演習の課題:
1. 抜粋本文について、次の問いに答えよ。
(a) 記念チケットをもらったプラネタリウムの施設名は何か。
(b) 番組後半の「銀河鉄道999」のお話は、およそ何分か。
(c) ビクセンSX赤道儀の発表会でもらった品物は何か。
2. 抜粋本文で、光学関係のイベントなどでもらった販促グッズとして紹介されている品物をすべて挙げてください。

抜粋本文:
----------
裏面に書いてあるとおり,プラネタリウムの観覧記念チケットなんです。

 2002年夏,アニメ「銀河鉄道999」をモチーフにしたプラネタリウムの自動演出プログラムを見ました。投影機のメーカーである五藤光学研究所の制作ですから,全国のかなりの数のプラネタリウムで投影されていたと思います。このチケットは「まちだ東急スターホール」で観覧した際にもらいました。プログラムの中味は,前半部がライブ解説で,その日の夜空の星座を案内し,後半部が,自動演出による「銀河鉄道999」のお話。お話自体は30分ぐらいなので,かつてTVアニメシリーズとして放映されていたときの1回分ぐらいのボリュームです。ストーリーも,昔のTVアニメと同じような展開。リアルタイムでTV放映を見ていた,30歳以上の人なら,けっこう懐かしく感じたのではないでしょうか。子ども達にも評判は上々でした。
 ストーリー自体はプラネタリウムの雰囲気に合います。エンターテイメント性も高いと思います。でも,プラネタリウムの演出能力を利用して上映することのメリットは,どんなもんでしょう? 番組中,投影機本体が活躍した時間って,3分も無かったんじゃないかと思います。動画はほとんどビデオプロジェクター頼み。その画質は映画には遠く及びません。こう言う番組の上映に,プラネタリウムを使うことの意味って,何だろうなぁ……。
 何はともあれ,エンターテイメントとしてのプラネタリウムの方向性としては,ひとつの良い試みだと思います。そして,このチケットのような,きめ細かい演出も,好感が持てます。

 チケットの裏面を良く読むと,
◎この記念乗車券は,あなたの「夢」を忘れない鍵としてお使いください。
◎上記目的においてご利用の場合,無期限にてお使いいただけます。

……うん,プラネタリウムは,星空への夢を売らなくてはね。

→ページトップへ


Z社製品のオーナーになる

光学関係のイベントとか新製品発表会などでもらう販促グッズ。

  

 ビクセンSX赤道儀の発表会でもらったキーホルダー。
 このときは愛称の「スフィンクス」を前面に推していましたが,最近は単に「SX」と呼ぶだけのことが多いような……
 このキーホルダーにはSXの文字は無く,しっかりSPHINXのロゴとSTAR BOOKが描かれています。VIVENのロゴも,このときに新しくしたのですが,この前の年にロゴを変えたばっかりだったので,ちょっと驚きました。

  

 こちらはカールツアイス日本法人の販促用ボールペンとニコンのペン。ツアイスのはあちこちの展示会で配っていたので,持っている人も多いかと思います。ニコンのは日本望遠鏡工業会の展示会「JTBショー」でアンケートに答えたときのお土産。シャープペンシル+赤,黒のボールペンが切り替わる,販促用としてはちょっと贅沢な作り。愛用してます。

 自動車の発表会で憧れの高級車関係の小物(特に非売品)などを貰うと,ちょっと嬉しくなりますが,ツアイスやニコンのロゴ入りの小物と言うのも,それに似たような感覚がありますね。
 とりあえず,これで私もツアイス製品のオーナーだ(嘘)。
----------
記録の抜粋:
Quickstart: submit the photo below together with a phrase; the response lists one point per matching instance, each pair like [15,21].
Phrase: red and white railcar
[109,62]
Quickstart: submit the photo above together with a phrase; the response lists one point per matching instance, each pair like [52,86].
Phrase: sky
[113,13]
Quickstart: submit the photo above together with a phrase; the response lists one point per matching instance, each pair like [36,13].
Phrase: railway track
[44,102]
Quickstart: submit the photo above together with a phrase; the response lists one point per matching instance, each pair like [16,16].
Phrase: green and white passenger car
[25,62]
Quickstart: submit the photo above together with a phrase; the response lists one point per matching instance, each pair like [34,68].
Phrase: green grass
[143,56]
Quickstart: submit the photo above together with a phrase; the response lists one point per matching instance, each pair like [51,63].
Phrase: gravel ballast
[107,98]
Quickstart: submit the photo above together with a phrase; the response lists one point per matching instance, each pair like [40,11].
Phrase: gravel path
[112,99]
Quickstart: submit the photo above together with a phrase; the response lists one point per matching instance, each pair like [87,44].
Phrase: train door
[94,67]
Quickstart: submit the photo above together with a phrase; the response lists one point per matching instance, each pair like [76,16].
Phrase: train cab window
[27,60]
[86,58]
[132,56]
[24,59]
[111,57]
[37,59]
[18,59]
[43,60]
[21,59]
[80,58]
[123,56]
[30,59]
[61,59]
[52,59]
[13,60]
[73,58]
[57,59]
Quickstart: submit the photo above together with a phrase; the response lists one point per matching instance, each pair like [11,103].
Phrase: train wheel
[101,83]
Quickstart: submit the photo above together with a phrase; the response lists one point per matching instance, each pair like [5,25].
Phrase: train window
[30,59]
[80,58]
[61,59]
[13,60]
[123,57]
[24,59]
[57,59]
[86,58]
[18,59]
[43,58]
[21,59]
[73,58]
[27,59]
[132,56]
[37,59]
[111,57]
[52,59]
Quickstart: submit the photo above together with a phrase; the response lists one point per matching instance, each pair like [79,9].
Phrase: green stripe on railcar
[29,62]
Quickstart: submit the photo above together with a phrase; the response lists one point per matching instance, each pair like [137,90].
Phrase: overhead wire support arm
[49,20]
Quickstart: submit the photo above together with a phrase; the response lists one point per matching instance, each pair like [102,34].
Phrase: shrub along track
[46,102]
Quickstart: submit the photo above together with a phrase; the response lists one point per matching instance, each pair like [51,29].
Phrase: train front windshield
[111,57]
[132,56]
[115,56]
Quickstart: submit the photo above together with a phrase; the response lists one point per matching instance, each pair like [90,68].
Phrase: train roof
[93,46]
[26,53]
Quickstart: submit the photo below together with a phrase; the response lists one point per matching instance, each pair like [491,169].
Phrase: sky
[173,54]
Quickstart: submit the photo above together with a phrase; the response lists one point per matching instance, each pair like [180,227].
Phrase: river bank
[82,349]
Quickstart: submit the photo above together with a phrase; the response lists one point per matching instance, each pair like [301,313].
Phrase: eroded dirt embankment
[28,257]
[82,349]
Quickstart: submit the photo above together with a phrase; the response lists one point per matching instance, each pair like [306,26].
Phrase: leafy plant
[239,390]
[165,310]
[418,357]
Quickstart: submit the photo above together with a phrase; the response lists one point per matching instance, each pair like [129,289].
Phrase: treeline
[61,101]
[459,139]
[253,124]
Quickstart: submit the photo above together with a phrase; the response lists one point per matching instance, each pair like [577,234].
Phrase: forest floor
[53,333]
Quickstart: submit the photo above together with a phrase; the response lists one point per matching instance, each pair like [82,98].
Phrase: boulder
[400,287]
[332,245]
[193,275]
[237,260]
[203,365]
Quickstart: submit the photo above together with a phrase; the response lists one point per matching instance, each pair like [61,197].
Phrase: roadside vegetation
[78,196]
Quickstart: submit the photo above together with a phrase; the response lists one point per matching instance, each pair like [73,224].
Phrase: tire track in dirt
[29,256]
----------
課題の解答:
1.
(a) まちだ東急スターホール
(b) 30分ぐらい
(c) キーホルダー

2.
- ビクセンSX赤道儀の発表会でもらったキーホルダー
- カールツアイス日本法人の販促用ボールペン
- ニコンのペン(「JTBショー」でアンケートに答えたときのお土産)